WHAT IS ASKED:
From the line that holds "[tag] tree trunk: a pin per instance" to the last line of the data, copy everything exactly; leave out all the rest.

[Start of DATA SECTION]

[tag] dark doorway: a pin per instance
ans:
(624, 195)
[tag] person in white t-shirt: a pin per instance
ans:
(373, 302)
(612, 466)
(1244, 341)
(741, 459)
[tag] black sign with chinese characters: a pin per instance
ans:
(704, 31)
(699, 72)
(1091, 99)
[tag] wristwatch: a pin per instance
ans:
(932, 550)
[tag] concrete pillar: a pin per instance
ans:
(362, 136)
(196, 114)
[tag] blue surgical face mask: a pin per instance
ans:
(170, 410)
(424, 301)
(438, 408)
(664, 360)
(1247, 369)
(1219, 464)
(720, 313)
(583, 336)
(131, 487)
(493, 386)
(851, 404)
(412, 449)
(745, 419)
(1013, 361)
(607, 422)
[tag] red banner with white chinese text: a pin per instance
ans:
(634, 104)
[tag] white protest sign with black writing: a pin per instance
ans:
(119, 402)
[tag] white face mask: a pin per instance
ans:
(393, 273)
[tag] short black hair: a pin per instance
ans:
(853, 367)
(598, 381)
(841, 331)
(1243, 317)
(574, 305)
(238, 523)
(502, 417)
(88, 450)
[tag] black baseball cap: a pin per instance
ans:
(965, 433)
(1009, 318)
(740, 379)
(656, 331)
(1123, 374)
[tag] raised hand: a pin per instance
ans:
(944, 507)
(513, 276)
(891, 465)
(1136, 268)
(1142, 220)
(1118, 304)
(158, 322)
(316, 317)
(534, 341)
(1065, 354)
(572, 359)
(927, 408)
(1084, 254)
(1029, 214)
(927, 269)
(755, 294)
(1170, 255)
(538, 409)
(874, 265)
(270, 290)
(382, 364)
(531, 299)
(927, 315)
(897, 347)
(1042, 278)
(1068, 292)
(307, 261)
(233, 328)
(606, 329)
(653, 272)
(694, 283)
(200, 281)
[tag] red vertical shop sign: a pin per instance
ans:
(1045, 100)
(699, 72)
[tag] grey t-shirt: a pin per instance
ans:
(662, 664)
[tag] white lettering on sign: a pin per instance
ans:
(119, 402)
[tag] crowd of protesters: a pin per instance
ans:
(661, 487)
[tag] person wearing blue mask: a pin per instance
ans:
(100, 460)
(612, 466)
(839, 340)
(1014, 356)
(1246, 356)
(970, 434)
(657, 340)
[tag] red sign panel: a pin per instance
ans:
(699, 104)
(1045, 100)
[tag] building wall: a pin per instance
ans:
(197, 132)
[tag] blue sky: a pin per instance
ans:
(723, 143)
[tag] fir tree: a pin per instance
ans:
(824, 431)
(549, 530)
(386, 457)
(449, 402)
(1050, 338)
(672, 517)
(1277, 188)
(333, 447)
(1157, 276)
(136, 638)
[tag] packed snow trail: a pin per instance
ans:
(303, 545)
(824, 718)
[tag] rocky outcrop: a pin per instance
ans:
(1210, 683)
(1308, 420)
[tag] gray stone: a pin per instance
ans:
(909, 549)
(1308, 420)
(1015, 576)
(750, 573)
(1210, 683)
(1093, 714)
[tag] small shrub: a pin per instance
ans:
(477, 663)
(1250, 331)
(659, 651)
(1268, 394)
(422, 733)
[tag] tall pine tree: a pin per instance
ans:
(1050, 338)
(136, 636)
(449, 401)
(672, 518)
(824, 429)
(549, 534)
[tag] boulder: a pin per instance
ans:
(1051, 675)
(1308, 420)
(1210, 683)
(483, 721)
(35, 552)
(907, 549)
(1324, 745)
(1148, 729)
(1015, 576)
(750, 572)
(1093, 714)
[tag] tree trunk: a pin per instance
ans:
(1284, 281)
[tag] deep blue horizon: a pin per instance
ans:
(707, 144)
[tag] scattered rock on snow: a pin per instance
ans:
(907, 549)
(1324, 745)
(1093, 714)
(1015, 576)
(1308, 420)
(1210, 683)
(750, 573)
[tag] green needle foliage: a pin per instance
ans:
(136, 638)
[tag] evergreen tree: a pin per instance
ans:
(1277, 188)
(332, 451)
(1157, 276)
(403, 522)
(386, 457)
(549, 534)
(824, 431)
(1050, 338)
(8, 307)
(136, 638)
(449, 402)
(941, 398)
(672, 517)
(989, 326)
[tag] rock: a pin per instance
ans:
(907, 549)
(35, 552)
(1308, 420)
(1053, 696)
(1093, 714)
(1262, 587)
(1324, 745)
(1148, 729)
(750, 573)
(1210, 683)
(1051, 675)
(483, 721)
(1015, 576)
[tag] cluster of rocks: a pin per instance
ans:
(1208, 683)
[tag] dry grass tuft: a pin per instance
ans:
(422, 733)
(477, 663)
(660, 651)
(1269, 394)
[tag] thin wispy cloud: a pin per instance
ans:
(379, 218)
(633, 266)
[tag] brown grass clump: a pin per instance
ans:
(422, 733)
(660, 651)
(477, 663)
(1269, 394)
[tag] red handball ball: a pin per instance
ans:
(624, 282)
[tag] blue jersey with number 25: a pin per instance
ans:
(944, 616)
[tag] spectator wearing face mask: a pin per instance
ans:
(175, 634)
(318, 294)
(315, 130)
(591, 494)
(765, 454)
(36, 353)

[End of DATA SECTION]

PROBLEM SOLUTION:
[tag] tree trunk: a pin per instance
ans:
(1284, 281)
[tag] deep blue horizon: a pin per instance
ans:
(707, 144)
[tag] scattered rock on snow: a pin per instance
ans:
(907, 549)
(1324, 745)
(1093, 714)
(1015, 576)
(1308, 420)
(1210, 683)
(750, 573)
[tag] green needle foliage: a pin per instance
ans:
(136, 638)
[tag] evergreen tree: a pin per instance
ans:
(1277, 188)
(332, 451)
(1157, 276)
(403, 522)
(386, 457)
(549, 534)
(824, 431)
(1050, 338)
(8, 307)
(136, 638)
(449, 402)
(941, 398)
(672, 517)
(989, 326)
[tag] rock: a pin per instance
ans:
(907, 549)
(35, 552)
(1308, 420)
(1053, 696)
(1093, 714)
(1262, 587)
(1324, 745)
(1148, 729)
(750, 573)
(1210, 683)
(1051, 675)
(483, 721)
(1015, 576)
[tag] cluster of rocks: a pin per instance
ans:
(1208, 683)
[tag] dry grass tuft: a pin per instance
ans:
(422, 733)
(477, 663)
(660, 651)
(1269, 394)
[tag] thin wispy cloud: a pin per instance
ans:
(379, 218)
(633, 266)
[tag] brown grass clump: a pin per instance
ans:
(422, 733)
(660, 651)
(477, 663)
(1269, 394)
[tag] red handball ball: a pin per instance
ans:
(624, 282)
[tag] blue jersey with number 25: a pin per instance
ans:
(944, 616)
[tag] spectator wearing face mask: a pin per instance
ans:
(175, 634)
(318, 294)
(315, 130)
(591, 494)
(765, 454)
(36, 353)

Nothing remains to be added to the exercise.